Exercise brief: Each line that includes "photo" must be copied from the records.

Source material:
*** Block opens ***
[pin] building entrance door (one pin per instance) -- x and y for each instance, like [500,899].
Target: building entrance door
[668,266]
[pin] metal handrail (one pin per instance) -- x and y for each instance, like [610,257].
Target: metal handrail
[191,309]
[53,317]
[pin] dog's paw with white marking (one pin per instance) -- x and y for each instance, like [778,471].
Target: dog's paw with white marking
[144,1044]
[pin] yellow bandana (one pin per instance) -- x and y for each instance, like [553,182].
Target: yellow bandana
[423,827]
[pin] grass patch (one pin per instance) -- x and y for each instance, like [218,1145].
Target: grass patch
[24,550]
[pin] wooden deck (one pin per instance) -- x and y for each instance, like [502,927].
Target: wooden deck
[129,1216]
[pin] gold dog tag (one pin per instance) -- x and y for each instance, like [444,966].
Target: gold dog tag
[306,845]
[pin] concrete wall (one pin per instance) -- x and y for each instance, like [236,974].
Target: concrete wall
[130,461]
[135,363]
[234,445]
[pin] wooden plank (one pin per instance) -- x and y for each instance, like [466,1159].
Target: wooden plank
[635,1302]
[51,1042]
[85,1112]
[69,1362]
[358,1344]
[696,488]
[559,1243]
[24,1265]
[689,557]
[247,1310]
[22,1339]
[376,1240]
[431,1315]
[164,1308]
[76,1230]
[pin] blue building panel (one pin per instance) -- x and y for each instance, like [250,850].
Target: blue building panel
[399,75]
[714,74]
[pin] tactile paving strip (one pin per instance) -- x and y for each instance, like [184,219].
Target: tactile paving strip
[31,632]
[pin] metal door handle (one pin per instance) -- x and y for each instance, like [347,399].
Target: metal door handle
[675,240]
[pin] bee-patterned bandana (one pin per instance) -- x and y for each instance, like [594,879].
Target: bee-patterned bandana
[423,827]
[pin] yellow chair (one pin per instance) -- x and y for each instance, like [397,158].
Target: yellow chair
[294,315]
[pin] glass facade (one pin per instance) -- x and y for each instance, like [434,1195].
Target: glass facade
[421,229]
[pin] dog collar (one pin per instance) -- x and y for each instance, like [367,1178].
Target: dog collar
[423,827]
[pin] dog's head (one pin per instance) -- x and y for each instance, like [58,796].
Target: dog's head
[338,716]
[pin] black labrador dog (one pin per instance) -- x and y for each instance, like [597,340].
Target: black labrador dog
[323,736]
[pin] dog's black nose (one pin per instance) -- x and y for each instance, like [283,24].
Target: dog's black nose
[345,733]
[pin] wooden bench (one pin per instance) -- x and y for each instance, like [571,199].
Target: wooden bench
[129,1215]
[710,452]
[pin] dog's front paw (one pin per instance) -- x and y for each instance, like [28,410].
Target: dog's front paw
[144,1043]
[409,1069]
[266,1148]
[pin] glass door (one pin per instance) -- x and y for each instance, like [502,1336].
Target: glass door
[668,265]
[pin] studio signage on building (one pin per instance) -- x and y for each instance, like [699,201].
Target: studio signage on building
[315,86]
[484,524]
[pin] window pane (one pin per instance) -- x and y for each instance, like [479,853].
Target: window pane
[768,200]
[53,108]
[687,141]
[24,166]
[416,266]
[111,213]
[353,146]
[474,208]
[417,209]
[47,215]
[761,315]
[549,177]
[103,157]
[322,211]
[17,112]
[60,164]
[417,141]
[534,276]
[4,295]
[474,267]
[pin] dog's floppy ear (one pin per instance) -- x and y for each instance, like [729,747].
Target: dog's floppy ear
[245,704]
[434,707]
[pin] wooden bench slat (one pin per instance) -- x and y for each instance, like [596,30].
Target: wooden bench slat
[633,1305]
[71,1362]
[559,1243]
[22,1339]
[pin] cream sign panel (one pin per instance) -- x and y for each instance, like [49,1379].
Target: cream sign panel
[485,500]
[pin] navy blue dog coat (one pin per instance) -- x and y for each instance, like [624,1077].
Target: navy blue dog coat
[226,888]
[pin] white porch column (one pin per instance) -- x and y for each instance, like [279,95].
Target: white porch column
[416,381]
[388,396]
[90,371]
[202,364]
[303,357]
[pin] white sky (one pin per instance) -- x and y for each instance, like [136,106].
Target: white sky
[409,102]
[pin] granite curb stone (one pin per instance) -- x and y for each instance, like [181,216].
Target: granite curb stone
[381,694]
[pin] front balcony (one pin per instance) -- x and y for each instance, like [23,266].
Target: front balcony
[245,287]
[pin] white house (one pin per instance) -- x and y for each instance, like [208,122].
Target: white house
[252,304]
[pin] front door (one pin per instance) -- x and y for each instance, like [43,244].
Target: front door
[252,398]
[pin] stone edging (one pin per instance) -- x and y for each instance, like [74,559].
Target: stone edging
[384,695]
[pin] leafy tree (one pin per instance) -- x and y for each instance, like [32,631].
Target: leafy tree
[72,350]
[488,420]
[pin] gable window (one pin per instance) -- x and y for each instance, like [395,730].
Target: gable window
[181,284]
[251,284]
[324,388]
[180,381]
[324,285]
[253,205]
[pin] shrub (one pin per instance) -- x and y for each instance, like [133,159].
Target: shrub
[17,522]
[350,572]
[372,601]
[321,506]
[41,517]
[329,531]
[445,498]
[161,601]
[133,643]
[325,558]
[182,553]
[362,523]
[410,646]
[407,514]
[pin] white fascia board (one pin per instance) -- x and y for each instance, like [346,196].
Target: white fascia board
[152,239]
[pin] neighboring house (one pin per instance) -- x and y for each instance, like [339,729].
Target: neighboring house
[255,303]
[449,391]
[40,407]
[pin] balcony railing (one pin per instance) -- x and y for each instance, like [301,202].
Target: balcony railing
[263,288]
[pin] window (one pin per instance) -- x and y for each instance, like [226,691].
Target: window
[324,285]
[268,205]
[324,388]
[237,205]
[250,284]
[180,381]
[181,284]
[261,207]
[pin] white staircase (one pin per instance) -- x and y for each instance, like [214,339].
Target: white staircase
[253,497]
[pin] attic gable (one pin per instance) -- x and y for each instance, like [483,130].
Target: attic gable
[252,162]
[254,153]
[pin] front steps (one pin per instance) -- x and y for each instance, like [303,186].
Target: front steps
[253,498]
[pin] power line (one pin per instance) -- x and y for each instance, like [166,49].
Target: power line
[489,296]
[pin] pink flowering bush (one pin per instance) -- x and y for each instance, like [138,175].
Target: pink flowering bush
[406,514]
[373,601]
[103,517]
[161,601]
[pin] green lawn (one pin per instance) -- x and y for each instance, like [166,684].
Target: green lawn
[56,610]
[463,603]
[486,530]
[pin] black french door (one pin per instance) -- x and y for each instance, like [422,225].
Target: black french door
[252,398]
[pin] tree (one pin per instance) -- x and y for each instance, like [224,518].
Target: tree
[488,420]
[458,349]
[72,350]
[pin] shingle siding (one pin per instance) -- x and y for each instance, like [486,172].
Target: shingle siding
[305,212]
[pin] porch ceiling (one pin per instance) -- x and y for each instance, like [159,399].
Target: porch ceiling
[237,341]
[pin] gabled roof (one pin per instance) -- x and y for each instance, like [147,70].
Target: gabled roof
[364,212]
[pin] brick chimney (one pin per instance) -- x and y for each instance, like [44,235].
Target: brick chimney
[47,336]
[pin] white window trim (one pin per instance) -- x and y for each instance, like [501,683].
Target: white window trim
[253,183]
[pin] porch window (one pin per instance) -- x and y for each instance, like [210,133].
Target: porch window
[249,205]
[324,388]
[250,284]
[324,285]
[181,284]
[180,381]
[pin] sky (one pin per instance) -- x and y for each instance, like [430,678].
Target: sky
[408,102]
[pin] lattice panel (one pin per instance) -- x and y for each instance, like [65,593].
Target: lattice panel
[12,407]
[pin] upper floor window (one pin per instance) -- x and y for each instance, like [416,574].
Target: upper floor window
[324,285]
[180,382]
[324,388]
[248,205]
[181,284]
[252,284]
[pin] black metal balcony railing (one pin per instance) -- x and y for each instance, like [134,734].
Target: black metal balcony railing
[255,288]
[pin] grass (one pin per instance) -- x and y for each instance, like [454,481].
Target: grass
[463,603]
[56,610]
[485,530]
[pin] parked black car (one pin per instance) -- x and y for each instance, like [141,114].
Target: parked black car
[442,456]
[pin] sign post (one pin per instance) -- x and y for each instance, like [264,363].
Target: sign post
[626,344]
*** Block closes ***
*** Block opens ***
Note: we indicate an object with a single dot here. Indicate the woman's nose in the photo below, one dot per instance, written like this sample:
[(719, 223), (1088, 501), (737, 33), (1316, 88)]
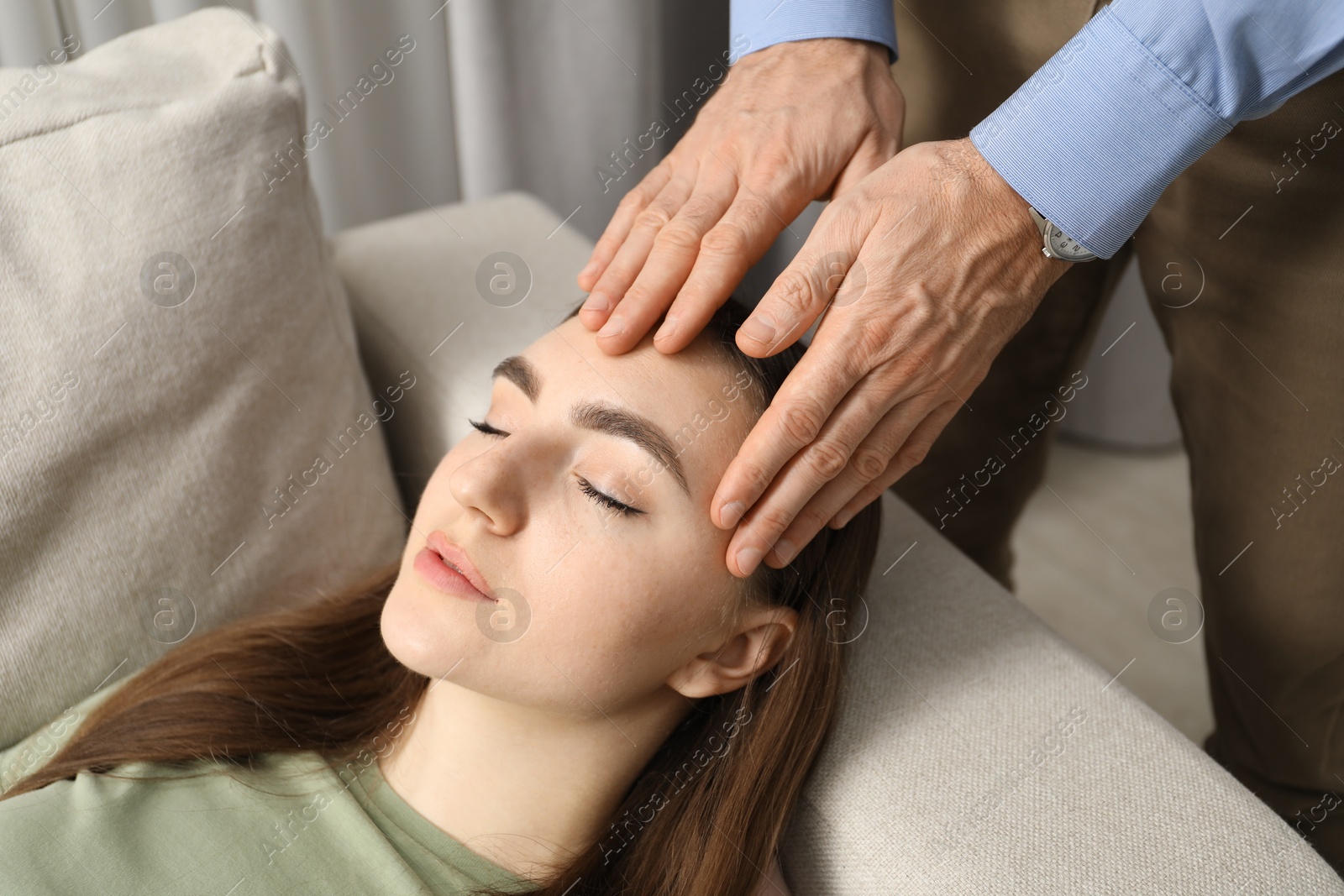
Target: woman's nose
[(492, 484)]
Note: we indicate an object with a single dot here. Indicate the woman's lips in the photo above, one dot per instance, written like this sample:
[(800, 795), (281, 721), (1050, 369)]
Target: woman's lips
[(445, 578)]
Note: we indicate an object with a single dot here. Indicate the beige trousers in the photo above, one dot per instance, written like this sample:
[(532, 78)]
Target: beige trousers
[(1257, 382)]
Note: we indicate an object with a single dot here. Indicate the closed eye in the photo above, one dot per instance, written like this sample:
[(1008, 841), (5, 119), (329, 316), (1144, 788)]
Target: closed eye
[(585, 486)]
*** Block closes ***
Result of this task:
Note: we indicate an object with a single dot here. Indicate the woman's nose in the photo below, one dot per instance, written like this sample:
Note: we indicate an object with a single dot here. Indicate the woman's lips in the photo above, one dot per instance, written like this sample:
Note: we indicate an object with a single dot here. Indicate the beige trousers in the photo above, one dot per instance, written like this sample:
Note: we indicate an object with a single dot here. Indicate the closed eye in the photo above, one dot per instance, written like this sample:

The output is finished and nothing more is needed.